> _Supplied passage_

Here again, the kernel automatically triggers a reconstruction phase during which the volume, although still accessible, is in a degraded mode. Once the reconstruction is over, the RAID array is back to a normal state. One can then tell the system that the sdh disk is about to be removed from the array, so as to end up with a classical RAID mirror on two disks:

mdadm /dev/md1 --remove /dev/sdh

mdadm: hot removed /dev/sdh from /dev/md1

mdadm --detail /dev/md1

/dev/md1:

[...]

    Number   Major   Minor   RaidDevice State

       0       8       98        0      active sync   /dev/sdg2

       1       8      128        1      active sync   /dev/sdi

From then on, the drive can be physically removed when the server is next switched off, or even hot-removed when the hardware configuration allows hot-swap. Such configurations include some SCSI controllers, most SATA disks, and external drives operating on USB or Firewire.

12.1.1.3. Backing up the Configuration

Most of the meta-data concerning RAID volumes are saved directly on the disks that make up these arrays, so that the kernel can detect the arrays and their components and assemble them automatically when the system starts up. However, backing up this configuration is encouraged, because this detection isn't fail-proof, and it's only expected that it will fail precisely in sensitive circumstances. In our example, if the sdh disk failure had been real (instead of simulated) and the system had been restarted without removing this sdh disk, this disk could start working again due to having been probed during the reboot. The kernel would then have three physical elements, each claiming to contain half of the same RAID volume. Another source of confusion can come when RAID volumes from two servers are consolidated onto one server only. If these arrays were running normally before the disks were moved, the kernel would be able to detect and reassemble the pairs properly; but if the moved disks had been aggregated into an md1 on the old server, and the new server already has an md1, one of the mirrors would be renamed.

> _Provided material_
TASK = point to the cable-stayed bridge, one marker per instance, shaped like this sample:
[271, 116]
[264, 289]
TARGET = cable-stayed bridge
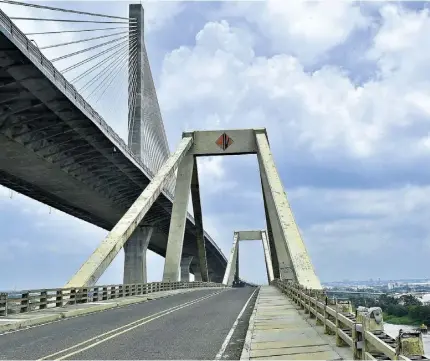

> _What to do_
A – Reproduce the stretch of the RAID passage from "mdadm --detail /dev/md1" through "USB or Firewire.".
B – List every distinct device path beginning with "/dev/" that appears in the RAID passage.
C – Answer these questions from the RAID passage:
(i) What message does mdadm print after the command that removes /dev/sdh from /dev/md1?
(ii) In the restart scenario described, how many physical elements would the kernel have, each claiming to contain half of the same RAID volume?
(iii) What would happen to one of the mirrors if moved disks aggregated into an md1 came to a new server that already has an md1?

> _The results_
A –
mdadm --detail /dev/md1

/dev/md1:

[...]

    Number   Major   Minor   RaidDevice State

       0       8       98        0      active sync   /dev/sdg2

       1       8      128        1      active sync   /dev/sdi

From then on, the drive can be physically removed when the server is next switched off, or even hot-removed when the hardware configuration allows hot-swap. Such configurations include some SCSI controllers, most SATA disks, and external drives operating on USB or Firewire.

B –
/dev/md1
/dev/sdh
/dev/sdg2
/dev/sdi

C –
(i) mdadm: hot removed /dev/sdh from /dev/md1
(ii) Three.
(iii) It would be renamed.